### SECCIÓN DE TEXTO
En la vida hay dos
tipos de decisiones: Las que tomamos continuamente de forma mecánica y sin
necesidad de tomar consciencia de ellas, que generalmente identificamos como
hábitos y las que nos exigen un plus de voluntad, estas últimas nos resultan
más fácil de formular que de llevar a cabo, pero…, unas y otras forman parte de
nuestra vida: La vida que llevo hoy es el resultado de las decisiones que tomé
en el pasado y la vida que llevaré en el futuro tendrá mucho que ver con las
decisiones que tomo cada día.
No voy a negar que
toda toma de decisiones implica un riesgo, pero solo nuestros miedos nos niegan
el derecho a equivocarnos; un derecho que acuña y moldea nuestro carácter a
través de los aciertos o errores, pues de todo se puede aprender, disfrutando
de la grata sensación del acierto o poniéndonos a prueba ante la necesidad o
conveniencia de la rectificación.

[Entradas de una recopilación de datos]
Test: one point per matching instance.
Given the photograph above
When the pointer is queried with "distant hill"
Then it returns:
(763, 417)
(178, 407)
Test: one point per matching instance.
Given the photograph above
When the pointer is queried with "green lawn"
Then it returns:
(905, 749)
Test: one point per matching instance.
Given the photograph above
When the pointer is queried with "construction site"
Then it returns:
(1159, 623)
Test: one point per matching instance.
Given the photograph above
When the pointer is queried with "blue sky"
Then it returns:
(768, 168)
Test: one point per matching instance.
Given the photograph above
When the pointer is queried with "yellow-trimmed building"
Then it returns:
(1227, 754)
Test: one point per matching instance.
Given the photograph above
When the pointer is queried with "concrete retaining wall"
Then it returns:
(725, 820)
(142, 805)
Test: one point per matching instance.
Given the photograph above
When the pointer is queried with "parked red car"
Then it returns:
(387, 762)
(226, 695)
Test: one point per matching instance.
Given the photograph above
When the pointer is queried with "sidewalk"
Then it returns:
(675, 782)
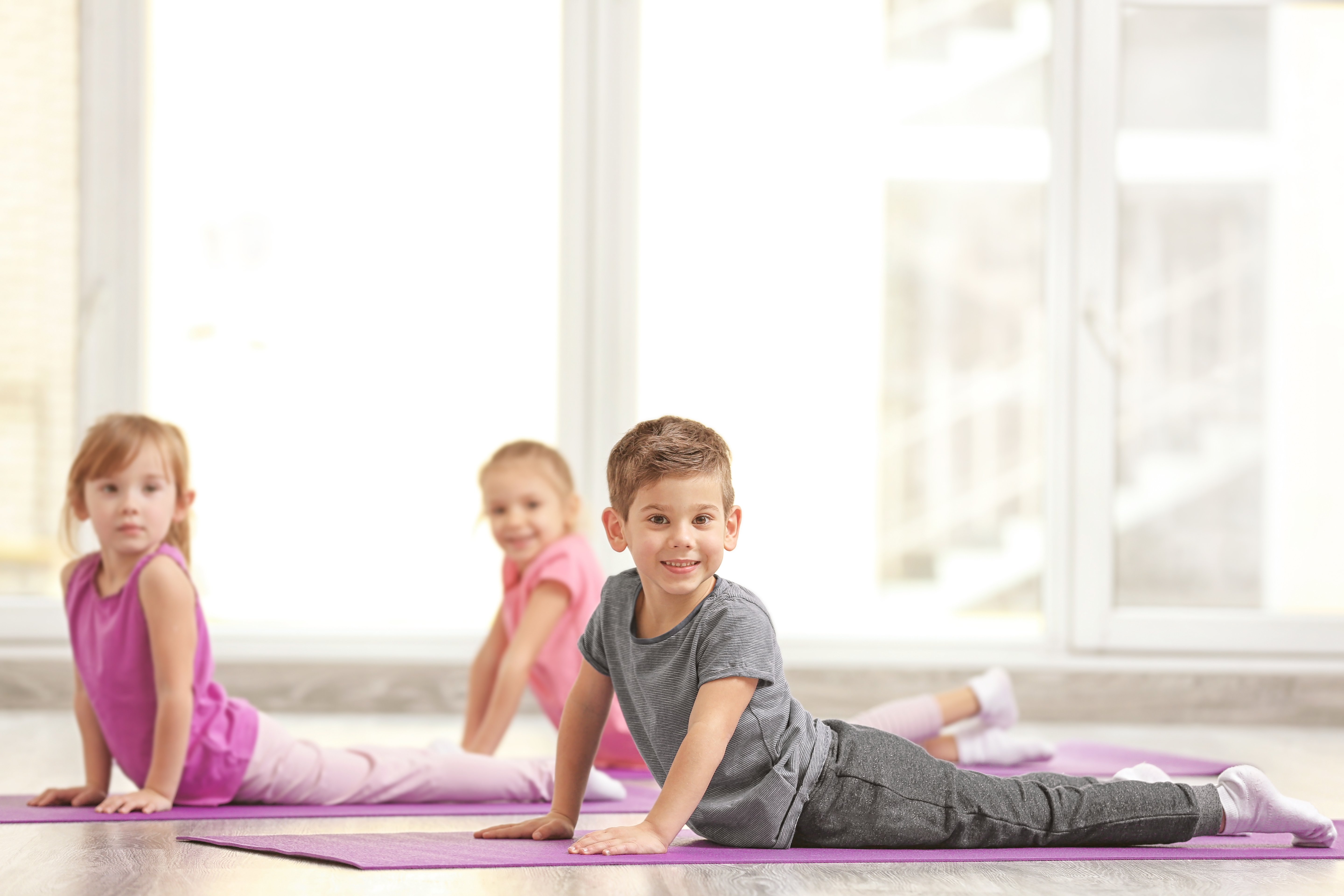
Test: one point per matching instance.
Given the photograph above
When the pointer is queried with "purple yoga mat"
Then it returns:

### SERIE DE EJERCICIOS
**1)** Copia sin cambios las líneas de las entradas, empezando por la primera y terminando con la línea que contiene "(1227, 754)", ambas incluidas.
**2)** Prosigue el texto sobre la toma de decisiones a partir de su última oración.
El texto y las entradas no guardan ninguna relación entre sí.

### RESPUESTAS OBTENIDAS
**1)**
Test: one point per matching instance.
Given the photograph above
When the pointer is queried with "distant hill"
Then it returns:
(763, 417)
(178, 407)
Test: one point per matching instance.
Given the photograph above
When the pointer is queried with "green lawn"
Then it returns:
(905, 749)
Test: one point per matching instance.
Given the photograph above
When the pointer is queried with "construction site"
Then it returns:
(1159, 623)
Test: one point per matching instance.
Given the photograph above
When the pointer is queried with "blue sky"
Then it returns:
(768, 168)
Test: one point per matching instance.
Given the photograph above
When the pointer is queried with "yellow-trimmed building"
Then it returns:
(1227, 754)

**2)**
El reverso de la
decisión es la indecisión y si la primera nos genera ciertos niveles de
incertidumbre e incluso de posible zozobra, la segunda siempre nos empujará
hacia caminos desconocidos, incluso puede que hacia caminos no deseados. La
indecisión no refleja nada más que una parálisis vital, ¡Pero si algo no se
para es el tiempo!, tu indecisión obligará “al tiempo” a tomar decisiones por
ti y sean las que sean no te pertenecen y sus resultados tampoco y da igual si
son buenos o malos, solo serán fruto de la suerte o del infortunio, ¿Dónde
estabas tú?
¿Qué hay detrás de
la indecisión? ¿Vacilación, timidez, inseguridad…? Sea lo que sea acaba
suponiendo un menoscabo en lo que solemos reconocer como personalidad, un
apocamiento que evita que podamos considerarnos nuestro propio “álter ego”, es
como la necesidad de que alguien nos aporte la decisión correcta, como si nos
prescribiese la receta adecuada, la gran cuestión es: ¿Pretendemos traspasar la
responsabilidad de la decisión, supuestamente nuestra, a quién nos aconseja? Es
como un “bueno me dijo…”, “yo no estaba
convencido…”, “me dejé llevar…”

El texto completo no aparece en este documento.